▸ Records supplied:
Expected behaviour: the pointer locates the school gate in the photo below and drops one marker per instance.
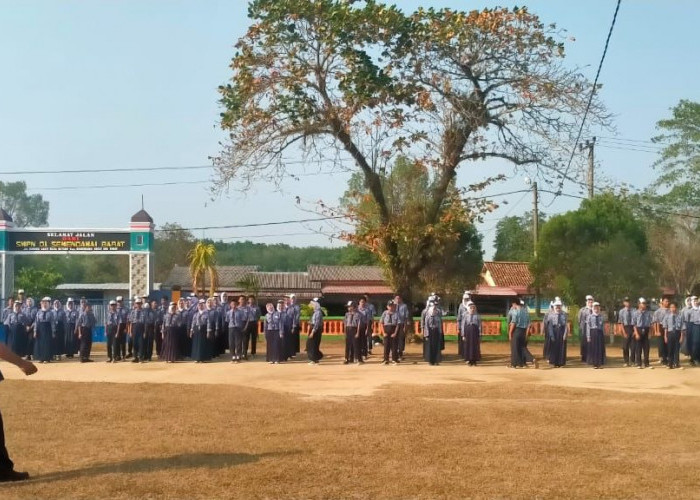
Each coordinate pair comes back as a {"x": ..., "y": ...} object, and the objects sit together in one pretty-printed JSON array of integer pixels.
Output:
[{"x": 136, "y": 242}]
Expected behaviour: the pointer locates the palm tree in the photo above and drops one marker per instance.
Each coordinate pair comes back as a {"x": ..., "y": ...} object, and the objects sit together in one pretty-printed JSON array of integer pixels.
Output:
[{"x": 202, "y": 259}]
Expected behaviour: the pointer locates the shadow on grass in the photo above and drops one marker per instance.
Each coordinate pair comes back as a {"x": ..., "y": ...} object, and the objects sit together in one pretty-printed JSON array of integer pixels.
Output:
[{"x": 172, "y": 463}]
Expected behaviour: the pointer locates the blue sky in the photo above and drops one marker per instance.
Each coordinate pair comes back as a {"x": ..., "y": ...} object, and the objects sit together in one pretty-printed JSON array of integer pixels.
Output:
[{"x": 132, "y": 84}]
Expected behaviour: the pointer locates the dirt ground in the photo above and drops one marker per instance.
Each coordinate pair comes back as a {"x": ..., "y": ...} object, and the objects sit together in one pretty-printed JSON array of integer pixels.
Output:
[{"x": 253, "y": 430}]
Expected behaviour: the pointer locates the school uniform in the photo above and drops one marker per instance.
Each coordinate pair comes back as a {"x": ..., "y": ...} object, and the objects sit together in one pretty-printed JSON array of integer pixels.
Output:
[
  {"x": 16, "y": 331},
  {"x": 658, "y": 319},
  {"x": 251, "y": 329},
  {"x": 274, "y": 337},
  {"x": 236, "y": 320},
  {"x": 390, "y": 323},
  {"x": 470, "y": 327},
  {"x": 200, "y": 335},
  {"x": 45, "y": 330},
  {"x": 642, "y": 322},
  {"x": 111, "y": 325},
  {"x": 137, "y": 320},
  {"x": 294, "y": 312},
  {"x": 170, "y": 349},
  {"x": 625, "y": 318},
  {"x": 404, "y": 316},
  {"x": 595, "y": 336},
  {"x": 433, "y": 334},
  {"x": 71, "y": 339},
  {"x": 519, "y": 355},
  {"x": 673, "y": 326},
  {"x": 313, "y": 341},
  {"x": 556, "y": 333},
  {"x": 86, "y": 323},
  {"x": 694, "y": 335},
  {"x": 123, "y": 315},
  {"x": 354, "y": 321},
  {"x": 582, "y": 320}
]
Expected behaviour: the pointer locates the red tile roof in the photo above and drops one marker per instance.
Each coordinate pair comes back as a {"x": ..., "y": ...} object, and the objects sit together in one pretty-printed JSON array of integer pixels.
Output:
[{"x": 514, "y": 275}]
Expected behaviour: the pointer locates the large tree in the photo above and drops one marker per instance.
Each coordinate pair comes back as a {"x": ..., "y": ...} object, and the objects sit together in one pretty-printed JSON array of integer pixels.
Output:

▸ What to produce: Go through the listing and say how many lines contain the string "tree", offering only the number.

▸ Answer to this task: 2